• **Source passage**:
Obscura, the 1998 release from Canadian technical death metallers Gorguts is considered by many to be somewhat of a classic of the extreme metal genre. The mix of brutality with constantly changing and shifting time signatures is as interesting as it is baffling. Things are so crushingly heavy, so damn busy, that at first Obscura is sort of a hard album to get into, but after repeated spins the complexity of the arrangements, the way that melody complements the dissonance, unearths some truly breathtaking progressive & technical death metal. Similarities to Cryptopsy, and to a lesser extent The Dillinger Escape Plan, can be heard in spots, but in all honesty Gorguts were a very unique band. Like some free-form jazz band caught in a wild jam with Captain Beefheart and Cryptopsy, Obscura takes all conventional ideas of what extreme metal should sound like and throws them out the window.

• **Extracted data**:
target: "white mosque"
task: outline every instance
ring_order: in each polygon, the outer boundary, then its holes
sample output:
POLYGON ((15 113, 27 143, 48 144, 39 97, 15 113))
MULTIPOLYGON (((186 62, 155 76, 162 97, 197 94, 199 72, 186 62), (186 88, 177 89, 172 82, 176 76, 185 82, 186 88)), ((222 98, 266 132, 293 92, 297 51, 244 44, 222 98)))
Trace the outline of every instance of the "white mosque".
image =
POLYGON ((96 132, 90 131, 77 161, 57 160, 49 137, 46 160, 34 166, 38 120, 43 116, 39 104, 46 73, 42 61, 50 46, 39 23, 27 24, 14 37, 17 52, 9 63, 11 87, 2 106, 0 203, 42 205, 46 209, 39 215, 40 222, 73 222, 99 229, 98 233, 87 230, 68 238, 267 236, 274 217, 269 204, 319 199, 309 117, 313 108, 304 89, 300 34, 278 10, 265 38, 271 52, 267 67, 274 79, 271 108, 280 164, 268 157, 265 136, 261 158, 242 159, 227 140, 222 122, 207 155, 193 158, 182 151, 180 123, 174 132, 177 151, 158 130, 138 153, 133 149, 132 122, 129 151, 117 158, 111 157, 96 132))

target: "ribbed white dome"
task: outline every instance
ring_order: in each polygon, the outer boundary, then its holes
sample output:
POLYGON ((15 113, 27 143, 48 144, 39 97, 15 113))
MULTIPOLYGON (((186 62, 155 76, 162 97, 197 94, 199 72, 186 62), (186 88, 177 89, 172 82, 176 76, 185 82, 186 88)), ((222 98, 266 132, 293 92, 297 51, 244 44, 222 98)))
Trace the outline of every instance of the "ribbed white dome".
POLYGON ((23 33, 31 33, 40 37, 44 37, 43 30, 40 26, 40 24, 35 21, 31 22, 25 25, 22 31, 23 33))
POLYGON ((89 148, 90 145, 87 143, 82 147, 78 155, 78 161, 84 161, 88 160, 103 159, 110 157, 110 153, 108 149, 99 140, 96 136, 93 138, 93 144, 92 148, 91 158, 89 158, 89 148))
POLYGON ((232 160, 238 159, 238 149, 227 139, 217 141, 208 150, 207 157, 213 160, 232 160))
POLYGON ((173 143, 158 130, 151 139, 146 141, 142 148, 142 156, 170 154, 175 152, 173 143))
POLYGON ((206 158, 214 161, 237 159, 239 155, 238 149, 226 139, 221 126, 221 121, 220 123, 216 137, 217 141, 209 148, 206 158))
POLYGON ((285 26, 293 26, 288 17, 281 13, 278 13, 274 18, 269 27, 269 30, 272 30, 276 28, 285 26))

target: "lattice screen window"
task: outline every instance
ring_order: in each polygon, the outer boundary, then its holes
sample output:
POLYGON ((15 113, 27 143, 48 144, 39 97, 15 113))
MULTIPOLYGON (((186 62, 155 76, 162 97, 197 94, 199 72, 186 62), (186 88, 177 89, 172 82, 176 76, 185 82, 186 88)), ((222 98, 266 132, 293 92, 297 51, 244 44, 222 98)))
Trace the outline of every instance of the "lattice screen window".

• **Directives**:
1. Name every band or musician mentioned in the Obscura review, listing each only once.
2. Carry on writing the Obscura review from the end of its last sentence.
The rows have no connection to the Obscura review.

• **Answers below**:
1. Gorguts, Cryptopsy, The Dillinger Escape Plan, Captain Beefheart

2.
Tracks like "Obscura" and "Earthly Love" contain some of the sickest guitar noise ever recorded, with rampaging heavy riffs colliding with complex fills, scrapes, pinch harmonics, whammy bar flights, and any other kind of sound that Steve Hurdle and Luc Lemay can conjure up. Somehow, despite the mass of cacophany that assaults the listener, it all seems to make sense. There's a deep sense of groove on "Nostalgia" that's impossible to ignore, and "The Art of Somber Ecstasy" is a bubbling and seething cauldron of intense noise & melody, driven to insane levels by plenty of sick drum and guitar work. The vocals of Lemay throughout the album are of the tortured growling nature, and fit the style of the music quite well. When he and the band slow things down a bit, as they do on the near 10-minute doom laden dirge of "Clouded", they sound pretty damn menacing. Elsewhere, expect plenty of of elastic, rubber-band type intricate death metal ("Illuminatus" and "Faceless Ones" anybody?) that manages to keep the listener constantly engaged just as much is it will keep you perplexed.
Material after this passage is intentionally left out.